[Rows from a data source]
━━━━━━━━━━━━━━━━━━━━

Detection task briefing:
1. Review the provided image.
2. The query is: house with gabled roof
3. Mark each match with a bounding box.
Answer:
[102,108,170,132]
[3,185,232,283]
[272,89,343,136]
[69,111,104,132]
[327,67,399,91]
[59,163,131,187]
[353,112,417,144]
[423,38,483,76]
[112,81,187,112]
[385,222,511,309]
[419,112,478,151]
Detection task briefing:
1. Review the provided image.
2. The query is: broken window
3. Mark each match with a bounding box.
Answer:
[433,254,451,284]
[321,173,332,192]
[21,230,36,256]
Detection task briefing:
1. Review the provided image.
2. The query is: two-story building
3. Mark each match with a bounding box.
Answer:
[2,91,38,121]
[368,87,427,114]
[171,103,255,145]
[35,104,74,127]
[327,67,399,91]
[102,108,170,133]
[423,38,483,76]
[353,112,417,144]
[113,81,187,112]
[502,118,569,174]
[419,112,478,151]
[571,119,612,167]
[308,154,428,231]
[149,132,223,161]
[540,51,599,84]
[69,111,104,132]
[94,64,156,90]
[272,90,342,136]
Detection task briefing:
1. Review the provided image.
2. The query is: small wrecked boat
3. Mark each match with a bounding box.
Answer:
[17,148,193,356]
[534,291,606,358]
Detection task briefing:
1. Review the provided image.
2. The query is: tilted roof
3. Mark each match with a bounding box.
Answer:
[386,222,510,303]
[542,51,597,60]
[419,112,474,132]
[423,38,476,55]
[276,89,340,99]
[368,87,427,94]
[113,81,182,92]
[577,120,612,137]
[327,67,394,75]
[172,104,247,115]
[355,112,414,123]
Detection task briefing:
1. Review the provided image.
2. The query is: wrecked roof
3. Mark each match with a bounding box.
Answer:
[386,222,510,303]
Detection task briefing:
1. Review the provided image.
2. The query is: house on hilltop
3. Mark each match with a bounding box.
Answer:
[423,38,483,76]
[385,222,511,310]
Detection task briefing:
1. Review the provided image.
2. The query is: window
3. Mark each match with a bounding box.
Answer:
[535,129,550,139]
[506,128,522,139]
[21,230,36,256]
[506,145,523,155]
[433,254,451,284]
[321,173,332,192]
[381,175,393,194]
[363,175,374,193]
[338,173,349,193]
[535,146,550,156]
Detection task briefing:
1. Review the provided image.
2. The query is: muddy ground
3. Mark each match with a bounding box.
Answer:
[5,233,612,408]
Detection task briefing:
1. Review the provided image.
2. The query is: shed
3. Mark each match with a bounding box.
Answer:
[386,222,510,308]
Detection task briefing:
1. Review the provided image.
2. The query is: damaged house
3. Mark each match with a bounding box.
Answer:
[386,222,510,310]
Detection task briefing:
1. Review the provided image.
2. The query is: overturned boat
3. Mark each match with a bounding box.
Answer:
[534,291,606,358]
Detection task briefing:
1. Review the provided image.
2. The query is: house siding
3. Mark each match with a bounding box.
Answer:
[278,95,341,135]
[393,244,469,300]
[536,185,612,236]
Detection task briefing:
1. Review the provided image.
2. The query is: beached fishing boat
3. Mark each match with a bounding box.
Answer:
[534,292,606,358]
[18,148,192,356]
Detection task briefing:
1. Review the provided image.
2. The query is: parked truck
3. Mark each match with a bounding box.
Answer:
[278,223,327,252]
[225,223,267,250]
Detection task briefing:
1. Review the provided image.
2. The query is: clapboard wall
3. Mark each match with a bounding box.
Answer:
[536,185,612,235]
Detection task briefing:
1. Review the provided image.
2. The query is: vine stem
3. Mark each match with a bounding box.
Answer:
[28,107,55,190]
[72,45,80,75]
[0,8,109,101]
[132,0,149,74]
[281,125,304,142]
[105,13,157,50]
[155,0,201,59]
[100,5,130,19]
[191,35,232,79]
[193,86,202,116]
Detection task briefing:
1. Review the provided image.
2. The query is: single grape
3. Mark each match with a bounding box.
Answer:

━━━━━━━━━━━━━━━━━━━━

What is required: Starting at the first line of the rows and ending at the line that contains "[385,222,511,310]", with both ends included, turn these lines into a JSON list of strings with one string per line. Leave out any blank lines.

Exercise output:
[
  "Detection task briefing:",
  "1. Review the provided image.",
  "2. The query is: house with gabled roof",
  "3. Mark each match with a bounding box.",
  "Answer:",
  "[102,108,170,132]",
  "[3,185,232,283]",
  "[272,89,343,136]",
  "[69,111,104,132]",
  "[327,67,399,91]",
  "[59,163,131,187]",
  "[353,112,417,144]",
  "[423,38,483,76]",
  "[112,81,187,112]",
  "[385,222,511,309]",
  "[419,112,478,151]",
  "Detection task briefing:",
  "1. Review the provided image.",
  "2. The query is: broken window",
  "3. Mark each match with a bounding box.",
  "Answer:",
  "[433,254,451,284]",
  "[321,173,332,192]",
  "[21,230,36,256]",
  "Detection task briefing:",
  "1. Review the provided image.",
  "2. The query is: two-story building",
  "3. Mark each match with a bounding box.",
  "Answer:",
  "[2,91,38,121]",
  "[368,87,427,114]",
  "[171,103,255,145]",
  "[35,104,74,127]",
  "[327,67,399,91]",
  "[102,108,170,133]",
  "[423,38,483,76]",
  "[353,112,417,144]",
  "[113,81,187,112]",
  "[502,118,569,174]",
  "[419,112,478,151]",
  "[571,119,612,167]",
  "[308,154,428,231]",
  "[149,132,223,161]",
  "[540,51,599,84]",
  "[69,111,104,132]",
  "[94,64,156,90]",
  "[272,90,342,136]",
  "Detection task briefing:",
  "1. Review the provided image.",
  "2. The query is: small wrecked boat",
  "3. Mark each match with a bounding box.",
  "Answer:",
  "[17,148,193,356]",
  "[534,291,606,358]",
  "Detection task briefing:",
  "1. Review the provided image.",
  "2. The query is: tilted roof",
  "3. Mark each match with a bounding box.",
  "Answer:",
  "[386,222,510,303]",
  "[542,51,597,60]",
  "[419,112,474,132]",
  "[423,38,476,55]",
  "[276,89,340,99]",
  "[368,87,427,94]",
  "[113,81,182,92]",
  "[577,120,612,137]",
  "[327,67,394,75]",
  "[172,104,247,115]",
  "[355,112,414,123]",
  "Detection task briefing:",
  "1. Review the provided image.",
  "2. The query is: wrecked roof",
  "3. Mark each match with a bounding box.",
  "Answer:",
  "[386,222,510,303]",
  "Detection task briefing:",
  "1. Review the provided image.",
  "2. The query is: house on hilltop",
  "3. Mark each match with a bounding box.",
  "Answer:",
  "[423,38,483,76]",
  "[385,222,511,310]"
]